[Directions]
Restate all the material verbatim, except for the pictures.

[Recorded information]
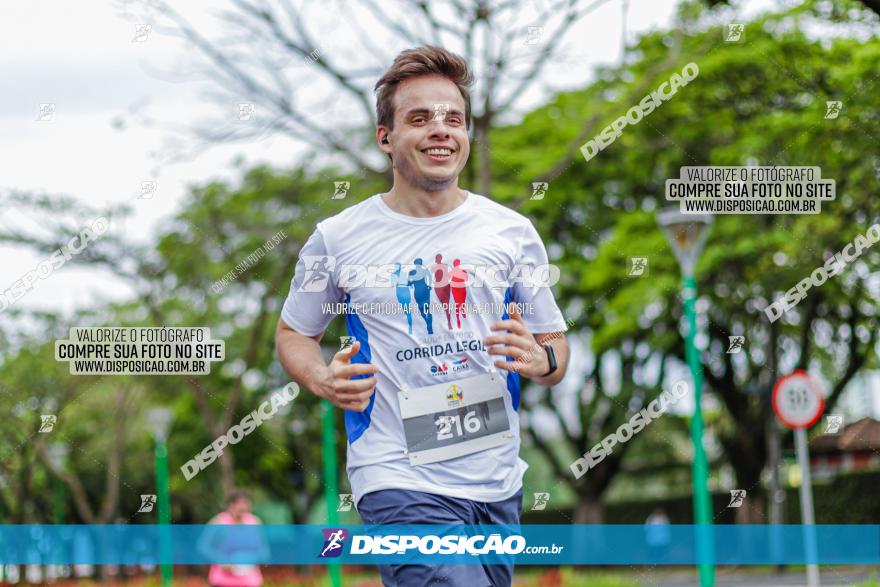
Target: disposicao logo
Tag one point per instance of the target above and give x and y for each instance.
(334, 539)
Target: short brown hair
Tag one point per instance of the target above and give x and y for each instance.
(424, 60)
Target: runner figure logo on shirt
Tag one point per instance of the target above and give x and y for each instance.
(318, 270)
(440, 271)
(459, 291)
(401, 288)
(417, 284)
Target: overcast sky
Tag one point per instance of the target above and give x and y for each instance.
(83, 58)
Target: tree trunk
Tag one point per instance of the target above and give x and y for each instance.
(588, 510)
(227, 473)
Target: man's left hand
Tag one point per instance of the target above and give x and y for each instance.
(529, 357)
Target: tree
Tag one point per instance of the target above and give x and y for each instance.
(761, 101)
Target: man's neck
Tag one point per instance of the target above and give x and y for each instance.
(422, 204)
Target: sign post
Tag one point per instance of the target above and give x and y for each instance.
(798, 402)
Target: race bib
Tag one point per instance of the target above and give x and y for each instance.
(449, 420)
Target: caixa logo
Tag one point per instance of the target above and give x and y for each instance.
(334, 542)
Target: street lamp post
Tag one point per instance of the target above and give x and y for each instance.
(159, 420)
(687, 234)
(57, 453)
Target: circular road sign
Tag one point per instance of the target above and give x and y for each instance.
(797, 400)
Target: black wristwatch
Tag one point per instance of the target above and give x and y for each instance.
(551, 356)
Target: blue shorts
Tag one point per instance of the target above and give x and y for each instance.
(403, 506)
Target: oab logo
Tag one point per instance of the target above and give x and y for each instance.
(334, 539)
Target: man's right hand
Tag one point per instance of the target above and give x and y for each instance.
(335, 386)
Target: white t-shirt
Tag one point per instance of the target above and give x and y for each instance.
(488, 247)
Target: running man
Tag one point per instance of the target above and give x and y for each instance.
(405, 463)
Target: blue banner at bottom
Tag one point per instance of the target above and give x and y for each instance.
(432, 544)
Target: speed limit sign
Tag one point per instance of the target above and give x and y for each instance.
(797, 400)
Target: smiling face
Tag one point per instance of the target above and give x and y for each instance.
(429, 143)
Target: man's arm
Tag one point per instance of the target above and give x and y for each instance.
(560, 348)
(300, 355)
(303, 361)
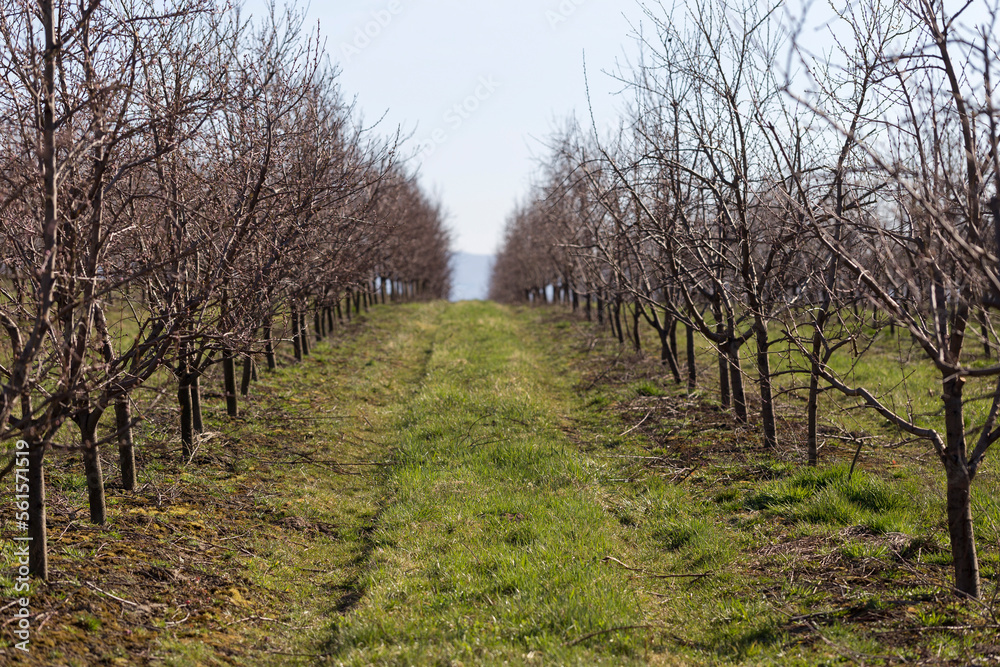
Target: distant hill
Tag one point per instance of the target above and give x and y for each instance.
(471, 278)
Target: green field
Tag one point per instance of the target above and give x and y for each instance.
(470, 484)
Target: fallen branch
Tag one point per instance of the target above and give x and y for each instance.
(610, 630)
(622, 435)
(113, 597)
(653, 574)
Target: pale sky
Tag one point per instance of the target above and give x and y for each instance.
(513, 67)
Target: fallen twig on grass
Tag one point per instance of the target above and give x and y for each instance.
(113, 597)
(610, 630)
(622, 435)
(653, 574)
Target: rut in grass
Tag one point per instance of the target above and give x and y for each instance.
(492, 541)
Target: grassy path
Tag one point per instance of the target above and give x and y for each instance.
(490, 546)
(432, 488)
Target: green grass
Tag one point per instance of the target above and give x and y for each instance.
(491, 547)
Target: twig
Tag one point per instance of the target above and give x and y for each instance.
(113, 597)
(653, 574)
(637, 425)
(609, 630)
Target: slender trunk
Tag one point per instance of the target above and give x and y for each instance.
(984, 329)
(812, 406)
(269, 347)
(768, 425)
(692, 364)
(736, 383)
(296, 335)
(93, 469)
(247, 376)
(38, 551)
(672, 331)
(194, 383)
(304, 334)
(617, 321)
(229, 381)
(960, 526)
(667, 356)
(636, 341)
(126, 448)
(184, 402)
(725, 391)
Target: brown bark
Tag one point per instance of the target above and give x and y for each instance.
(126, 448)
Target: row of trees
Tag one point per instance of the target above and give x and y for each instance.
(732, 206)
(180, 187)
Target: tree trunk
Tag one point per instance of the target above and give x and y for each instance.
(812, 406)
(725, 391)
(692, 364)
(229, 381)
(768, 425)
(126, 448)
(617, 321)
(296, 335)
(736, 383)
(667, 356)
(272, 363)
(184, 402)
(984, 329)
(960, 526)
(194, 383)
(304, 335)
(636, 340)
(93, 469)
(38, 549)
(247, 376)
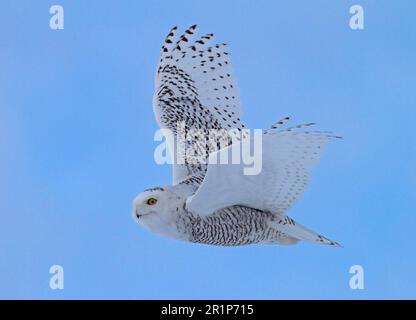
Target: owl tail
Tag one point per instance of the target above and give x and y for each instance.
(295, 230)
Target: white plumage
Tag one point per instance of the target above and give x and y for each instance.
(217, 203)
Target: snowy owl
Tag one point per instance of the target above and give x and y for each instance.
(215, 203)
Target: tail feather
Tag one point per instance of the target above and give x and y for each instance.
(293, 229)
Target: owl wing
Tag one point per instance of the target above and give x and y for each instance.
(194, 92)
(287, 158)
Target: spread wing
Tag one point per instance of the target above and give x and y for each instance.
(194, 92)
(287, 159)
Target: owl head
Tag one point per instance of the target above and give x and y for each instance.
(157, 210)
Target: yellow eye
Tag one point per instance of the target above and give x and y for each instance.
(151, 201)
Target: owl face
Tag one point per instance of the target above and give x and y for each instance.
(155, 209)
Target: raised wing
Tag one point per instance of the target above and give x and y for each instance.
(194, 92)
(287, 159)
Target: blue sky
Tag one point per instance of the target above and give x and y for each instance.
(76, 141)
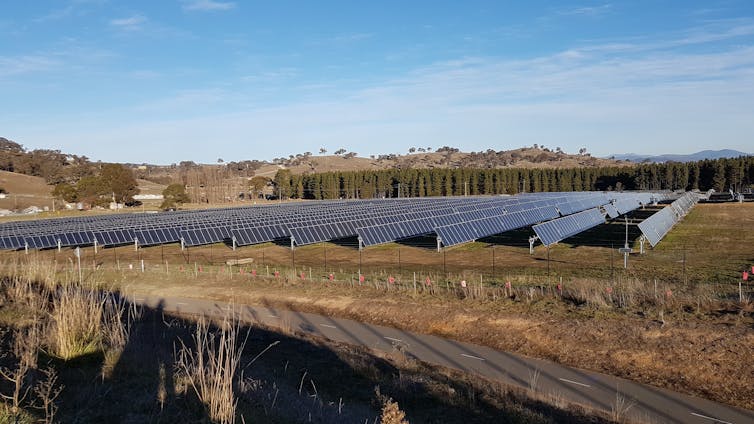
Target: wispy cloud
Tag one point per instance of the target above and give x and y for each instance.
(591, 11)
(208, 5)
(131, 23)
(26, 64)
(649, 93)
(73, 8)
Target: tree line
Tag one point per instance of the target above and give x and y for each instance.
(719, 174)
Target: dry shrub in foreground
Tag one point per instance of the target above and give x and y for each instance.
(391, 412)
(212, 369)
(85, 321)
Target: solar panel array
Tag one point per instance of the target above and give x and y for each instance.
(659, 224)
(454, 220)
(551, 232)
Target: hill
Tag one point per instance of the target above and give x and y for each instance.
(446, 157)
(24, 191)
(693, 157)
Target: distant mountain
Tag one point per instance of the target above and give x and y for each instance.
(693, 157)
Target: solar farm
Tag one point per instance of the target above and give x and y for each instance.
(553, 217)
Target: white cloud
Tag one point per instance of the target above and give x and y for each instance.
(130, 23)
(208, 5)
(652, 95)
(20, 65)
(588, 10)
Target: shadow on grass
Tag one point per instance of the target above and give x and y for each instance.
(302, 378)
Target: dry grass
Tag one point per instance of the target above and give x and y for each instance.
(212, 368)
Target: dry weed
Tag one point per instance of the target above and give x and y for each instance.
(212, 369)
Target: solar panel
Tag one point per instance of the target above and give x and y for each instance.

[Result for this exercise]
Target: disposicao logo
Tag one point per instance of the target above and give x and y for each instance.
(334, 539)
Target: short brown hair
Tag one point per instance of the target above and give x and y for each instance.
(424, 60)
Target: runner figure logo on shirt
Tag one point per instance of the target above and give x and y for each instance.
(318, 270)
(440, 271)
(459, 291)
(401, 288)
(417, 284)
Target: overcast sky
Tag one point per instance of the target above and give x and y for each instance.
(83, 58)
Target: tree trunk
Tag one point per instance of the target above and give x and y for each instance.
(588, 510)
(227, 473)
Target: man's left hand
Tag one point per instance of the target above and give x and y for each instance.
(529, 357)
Target: tree
Tag one point per instance of the target above and give x and y for each instance.
(761, 101)
Target: man's neck
Tag one point per instance of the target above and give x and y for each instance.
(422, 204)
Target: sign post
Tag one point per instance of the target above and give x and y for each instance.
(798, 402)
Target: race bib
Tag one point per instance of the target above and give x and y for each instance.
(449, 420)
Target: caixa logo
Tag one point per instance of the target above and give x and y for each instance.
(334, 542)
Target: street lamp post
Tag one point per instance of the target above and give x and y for each instance.
(159, 420)
(687, 234)
(57, 453)
Target: circular road sign
Tag one point per instance of the target above and give x and y for each instance.
(797, 400)
Target: black wristwatch
Tag one point per instance of the target above and give x and y for each instance.
(551, 356)
Target: blue shorts
Tag one point per instance of the target above and give x and y for each instance.
(403, 506)
Target: oab logo
Tag one point per instance of the target above and give x and y for each instance.
(334, 539)
Target: man's right hand
Tag one point per instance of the target above and give x and y for each instance.
(335, 386)
Target: white t-shirt
Tag one point per instance of the target above and give x and y for each instance.
(488, 247)
Target: running man
Tag one point per instance of the target above and give x and y for each instance.
(405, 463)
Target: blue banner at bottom
Tag one point per instance of the target above and give x and y for each instance.
(432, 544)
Target: speed limit sign
Tag one point per instance of the target above and give x and y for each instance.
(797, 400)
Target: smiling face
Tag one point per instance of the target above and give x and y for each instance.
(429, 143)
Target: man's arm
Tag one point per instance of the target above and give x and y for each instance.
(560, 348)
(300, 355)
(303, 361)
Target: distant hill
Tag one point per instance of the target above and give x and y for each instance.
(471, 278)
Target: green field
Tag one point per instance of the target above and give x and y for each instance.
(470, 484)
Target: fallen branch
Tag one point per instance of the target above and give x and y for each instance.
(610, 630)
(622, 435)
(113, 597)
(653, 574)
Target: pale sky
Tag one point per instance of the target above and give x and y for each instance.
(513, 67)
Target: fallen twig on grass
Tag one point per instance of the target above and give x and y for each instance.
(113, 597)
(610, 630)
(622, 435)
(653, 574)
Target: rut in grass
Tag one point per instance of the target above and give x and y for each instance.
(492, 541)
Target: grassy path
Tag one point per instance of the target above and give x and y for each instance.
(490, 546)
(432, 488)
Target: green grass
Tag one point per instance of the target above and give x and y for each instance.
(491, 547)
Target: twig
Tag one point per instance of the target above and give x and y for each instance.
(113, 597)
(653, 574)
(637, 425)
(609, 630)
Target: slender trunk
Tag one point per instance of the target above and give x and y for each instance.
(984, 329)
(812, 406)
(269, 347)
(768, 425)
(692, 364)
(736, 383)
(296, 335)
(93, 469)
(247, 376)
(38, 551)
(672, 331)
(194, 383)
(304, 334)
(617, 321)
(229, 381)
(960, 526)
(667, 356)
(636, 341)
(126, 448)
(184, 402)
(725, 391)
Target: brown bark
Tag one point per instance of the target above and give x and y for each instance.
(126, 448)
Target: row of trees
Tag one point per instance of the target above and give x and y for each instance.
(732, 206)
(180, 187)
Target: tree trunk
Tag one point per instance of the target above and give x and y for each instance.
(812, 406)
(725, 391)
(692, 364)
(229, 381)
(768, 425)
(126, 448)
(617, 321)
(296, 335)
(736, 383)
(667, 356)
(272, 363)
(184, 402)
(984, 329)
(960, 526)
(194, 383)
(304, 335)
(636, 340)
(93, 469)
(38, 549)
(247, 376)
Target: owl tail
Tag one point per instance of the target above and give x and y for each instance.
(295, 230)
Target: white plumage
Tag one point per instance of the target above and give x and y for each instance.
(217, 203)
Target: snowy owl
Tag one point per instance of the target above and give x and y for each instance.
(215, 203)
Target: tail feather
Tag one point per instance of the target above and give x and y for each instance.
(293, 229)
Target: owl wing
Tag one point per instance of the target above and give x and y for each instance.
(194, 92)
(287, 158)
Target: spread wing
Tag one point per instance of the target above and give x and y for each instance.
(194, 92)
(287, 159)
Target: owl head
Tag one point per instance of the target above and give x and y for each instance.
(157, 210)
Target: yellow eye
Tag one point per instance of the target above and give x and y for each instance.
(151, 201)
Target: owl face
Tag one point per instance of the target above and give x and y for each instance.
(155, 209)
Target: raised wing
Tag one point per instance of the target above and give x and y for each instance.
(194, 92)
(287, 159)
Target: blue sky
Tag one point per instance of the target above and give x and y for each instance.
(76, 141)
Target: wispy cloud
Tag one point per instance of the target above and give x and y for each instance.
(591, 11)
(208, 5)
(131, 23)
(26, 64)
(649, 93)
(73, 8)
Target: tree line
Tag one point per instance of the target above and give x and y for each instance.
(719, 174)
Target: dry shrub in foreground
Tag one point per instance of the target above and give x and y for each instance.
(391, 412)
(212, 369)
(85, 321)
Target: solar panel array
Tag one point per instance of the target above and give x and y for each instance.
(659, 224)
(454, 220)
(551, 232)
Target: hill
Tag one point per instance of the target above and give x and y for each instance.
(446, 157)
(24, 191)
(693, 157)
Target: distant mountain
Tag one point per instance of the target above and give x and y for each instance.
(693, 157)
Target: solar farm
Tag one point per instance of the target above and give x and y for each instance.
(553, 217)
Target: white cloud
Tag one point per instance of the target above and give x and y for each instance.
(130, 23)
(208, 5)
(652, 95)
(20, 65)
(588, 10)
Target: shadow on grass
Tag one point per instance of the target above and give x and y for each instance.
(302, 378)
Target: dry grass
Tag one point per instance of the target above and give x and y for each instance.
(212, 368)
Target: dry weed
Tag one point per instance of the target above and give x and y for each instance.
(212, 369)
Target: solar panel
Tag one point per instance of the target above and give x and y for each instance.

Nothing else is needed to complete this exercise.